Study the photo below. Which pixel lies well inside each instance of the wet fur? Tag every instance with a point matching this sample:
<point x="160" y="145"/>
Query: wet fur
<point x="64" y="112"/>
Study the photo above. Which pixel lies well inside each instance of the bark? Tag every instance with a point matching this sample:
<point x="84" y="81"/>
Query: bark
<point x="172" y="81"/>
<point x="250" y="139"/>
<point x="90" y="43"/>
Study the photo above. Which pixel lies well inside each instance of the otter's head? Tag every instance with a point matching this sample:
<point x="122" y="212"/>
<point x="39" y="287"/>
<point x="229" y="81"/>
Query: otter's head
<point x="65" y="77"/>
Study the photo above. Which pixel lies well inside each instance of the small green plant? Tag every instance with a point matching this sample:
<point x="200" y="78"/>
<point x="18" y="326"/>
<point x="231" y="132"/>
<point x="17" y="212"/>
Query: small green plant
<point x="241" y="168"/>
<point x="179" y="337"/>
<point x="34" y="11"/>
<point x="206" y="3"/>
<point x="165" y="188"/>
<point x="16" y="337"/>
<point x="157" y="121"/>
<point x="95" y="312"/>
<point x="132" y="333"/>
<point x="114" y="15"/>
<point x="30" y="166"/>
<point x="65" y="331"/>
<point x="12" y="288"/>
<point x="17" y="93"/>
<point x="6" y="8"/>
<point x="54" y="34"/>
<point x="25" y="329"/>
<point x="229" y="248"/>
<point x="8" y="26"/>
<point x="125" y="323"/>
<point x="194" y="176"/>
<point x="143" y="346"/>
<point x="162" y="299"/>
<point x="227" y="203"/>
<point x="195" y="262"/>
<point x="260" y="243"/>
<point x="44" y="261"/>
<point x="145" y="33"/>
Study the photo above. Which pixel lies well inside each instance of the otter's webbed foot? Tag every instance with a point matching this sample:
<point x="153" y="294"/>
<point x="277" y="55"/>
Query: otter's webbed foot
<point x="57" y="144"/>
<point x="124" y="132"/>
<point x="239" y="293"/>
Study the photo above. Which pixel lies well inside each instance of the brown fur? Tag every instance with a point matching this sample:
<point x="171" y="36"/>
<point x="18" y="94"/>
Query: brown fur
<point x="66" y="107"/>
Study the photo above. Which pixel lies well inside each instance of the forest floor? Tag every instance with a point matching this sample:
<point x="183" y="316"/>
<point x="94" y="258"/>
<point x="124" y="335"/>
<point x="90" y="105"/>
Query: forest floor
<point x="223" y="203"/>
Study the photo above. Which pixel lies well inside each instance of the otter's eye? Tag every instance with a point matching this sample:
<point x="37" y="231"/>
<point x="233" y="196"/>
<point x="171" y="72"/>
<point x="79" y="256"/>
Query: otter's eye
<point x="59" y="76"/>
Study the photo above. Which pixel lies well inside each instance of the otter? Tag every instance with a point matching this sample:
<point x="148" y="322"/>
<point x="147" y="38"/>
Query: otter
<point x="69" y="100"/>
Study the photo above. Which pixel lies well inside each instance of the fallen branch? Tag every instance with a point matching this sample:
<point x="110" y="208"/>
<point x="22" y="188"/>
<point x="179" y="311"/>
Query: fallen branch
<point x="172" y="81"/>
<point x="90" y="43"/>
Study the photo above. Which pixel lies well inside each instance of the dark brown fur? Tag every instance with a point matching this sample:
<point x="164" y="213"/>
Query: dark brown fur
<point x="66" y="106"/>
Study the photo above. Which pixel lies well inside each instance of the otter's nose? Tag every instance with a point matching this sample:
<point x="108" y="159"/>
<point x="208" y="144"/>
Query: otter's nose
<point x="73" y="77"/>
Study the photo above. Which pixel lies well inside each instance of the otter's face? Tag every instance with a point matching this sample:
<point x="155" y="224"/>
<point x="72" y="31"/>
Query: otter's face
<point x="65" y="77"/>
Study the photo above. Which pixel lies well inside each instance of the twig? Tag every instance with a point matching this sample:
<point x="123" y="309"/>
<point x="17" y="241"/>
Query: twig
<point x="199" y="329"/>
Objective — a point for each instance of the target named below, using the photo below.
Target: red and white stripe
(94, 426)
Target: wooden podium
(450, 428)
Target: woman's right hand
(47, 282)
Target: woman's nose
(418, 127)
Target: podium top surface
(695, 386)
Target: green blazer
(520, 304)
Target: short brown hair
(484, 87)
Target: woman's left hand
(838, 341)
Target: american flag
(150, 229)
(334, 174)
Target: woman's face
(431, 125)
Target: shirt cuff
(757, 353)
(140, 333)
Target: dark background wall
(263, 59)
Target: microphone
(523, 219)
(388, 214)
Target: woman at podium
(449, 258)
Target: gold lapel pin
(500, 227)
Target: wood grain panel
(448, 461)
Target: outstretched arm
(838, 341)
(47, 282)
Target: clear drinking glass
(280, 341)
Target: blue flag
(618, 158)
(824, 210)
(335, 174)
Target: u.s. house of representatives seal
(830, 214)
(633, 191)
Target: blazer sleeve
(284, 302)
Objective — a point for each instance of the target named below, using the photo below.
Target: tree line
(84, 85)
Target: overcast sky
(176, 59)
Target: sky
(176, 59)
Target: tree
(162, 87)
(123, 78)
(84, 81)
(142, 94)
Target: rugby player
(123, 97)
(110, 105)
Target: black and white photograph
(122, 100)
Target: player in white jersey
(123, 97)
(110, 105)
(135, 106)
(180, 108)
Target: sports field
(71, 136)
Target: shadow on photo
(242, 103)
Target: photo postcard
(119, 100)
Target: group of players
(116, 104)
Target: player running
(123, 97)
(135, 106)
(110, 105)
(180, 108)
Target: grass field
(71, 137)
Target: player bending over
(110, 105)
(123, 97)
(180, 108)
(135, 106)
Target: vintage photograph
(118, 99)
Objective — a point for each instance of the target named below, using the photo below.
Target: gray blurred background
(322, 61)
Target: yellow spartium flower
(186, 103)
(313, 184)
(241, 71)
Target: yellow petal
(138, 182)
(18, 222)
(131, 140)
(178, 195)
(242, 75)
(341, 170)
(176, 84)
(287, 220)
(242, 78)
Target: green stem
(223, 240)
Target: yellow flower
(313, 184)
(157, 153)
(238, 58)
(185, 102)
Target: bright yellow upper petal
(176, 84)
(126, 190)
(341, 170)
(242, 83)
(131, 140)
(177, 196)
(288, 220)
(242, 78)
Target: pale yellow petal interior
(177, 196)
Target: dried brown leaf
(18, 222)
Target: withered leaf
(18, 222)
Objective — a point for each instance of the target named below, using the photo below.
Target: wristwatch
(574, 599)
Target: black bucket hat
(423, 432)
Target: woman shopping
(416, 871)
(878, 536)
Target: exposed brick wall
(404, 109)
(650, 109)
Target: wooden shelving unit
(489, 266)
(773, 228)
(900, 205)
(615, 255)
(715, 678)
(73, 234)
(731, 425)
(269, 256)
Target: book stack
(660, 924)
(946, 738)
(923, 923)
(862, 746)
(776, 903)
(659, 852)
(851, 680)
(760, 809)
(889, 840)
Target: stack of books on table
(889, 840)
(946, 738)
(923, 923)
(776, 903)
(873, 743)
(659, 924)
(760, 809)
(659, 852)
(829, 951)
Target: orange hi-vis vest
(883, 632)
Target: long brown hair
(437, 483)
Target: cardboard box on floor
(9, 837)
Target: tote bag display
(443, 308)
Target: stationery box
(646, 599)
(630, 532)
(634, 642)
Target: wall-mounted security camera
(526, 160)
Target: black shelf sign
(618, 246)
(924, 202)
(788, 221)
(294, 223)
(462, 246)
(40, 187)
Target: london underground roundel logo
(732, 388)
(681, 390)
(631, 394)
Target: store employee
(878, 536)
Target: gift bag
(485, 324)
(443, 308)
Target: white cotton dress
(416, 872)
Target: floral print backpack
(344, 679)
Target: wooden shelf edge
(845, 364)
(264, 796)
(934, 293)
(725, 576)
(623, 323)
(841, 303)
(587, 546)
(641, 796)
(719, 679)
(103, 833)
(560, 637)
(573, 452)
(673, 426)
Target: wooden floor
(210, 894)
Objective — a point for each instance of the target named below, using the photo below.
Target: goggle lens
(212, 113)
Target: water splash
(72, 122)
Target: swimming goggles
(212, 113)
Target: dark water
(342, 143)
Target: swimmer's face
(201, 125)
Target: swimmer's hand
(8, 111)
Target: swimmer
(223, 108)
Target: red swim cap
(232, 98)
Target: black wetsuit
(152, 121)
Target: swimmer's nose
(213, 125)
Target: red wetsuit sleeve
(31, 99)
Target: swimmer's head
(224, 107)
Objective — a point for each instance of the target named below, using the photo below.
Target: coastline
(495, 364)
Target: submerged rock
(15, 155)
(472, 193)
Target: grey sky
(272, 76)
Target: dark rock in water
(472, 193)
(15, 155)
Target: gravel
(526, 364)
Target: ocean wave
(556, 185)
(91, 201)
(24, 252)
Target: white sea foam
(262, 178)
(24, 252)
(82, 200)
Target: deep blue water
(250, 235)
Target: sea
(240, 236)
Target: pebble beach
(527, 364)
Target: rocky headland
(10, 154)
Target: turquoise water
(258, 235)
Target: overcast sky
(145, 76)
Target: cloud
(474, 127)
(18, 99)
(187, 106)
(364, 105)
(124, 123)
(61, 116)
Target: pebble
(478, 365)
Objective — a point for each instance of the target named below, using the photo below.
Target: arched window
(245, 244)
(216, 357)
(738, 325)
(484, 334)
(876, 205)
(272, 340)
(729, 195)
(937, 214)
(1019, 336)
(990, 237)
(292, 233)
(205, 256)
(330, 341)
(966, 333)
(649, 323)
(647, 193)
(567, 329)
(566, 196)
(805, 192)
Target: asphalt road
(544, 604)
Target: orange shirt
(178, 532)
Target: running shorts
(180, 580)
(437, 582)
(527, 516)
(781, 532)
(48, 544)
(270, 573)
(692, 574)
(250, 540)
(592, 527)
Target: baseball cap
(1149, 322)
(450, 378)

————

▸ Given instruction: Render the records as a Markdown table with columns "Row" and "Line", beginning at the line containing "Target: asphalt road" and ending at the last line of the records, with blank lines omitted.

▸ Answer:
| Row | Line |
|---|---|
| 1 | Target: asphalt road |
| 2 | (544, 604) |
| 3 | Target: orange shirt |
| 4 | (178, 532) |
| 5 | Target: running shorts |
| 6 | (180, 580) |
| 7 | (437, 582) |
| 8 | (527, 516) |
| 9 | (781, 532) |
| 10 | (48, 544) |
| 11 | (270, 573) |
| 12 | (692, 574) |
| 13 | (250, 540) |
| 14 | (592, 527) |
| 15 | Target: baseball cap |
| 16 | (1149, 322) |
| 17 | (450, 378) |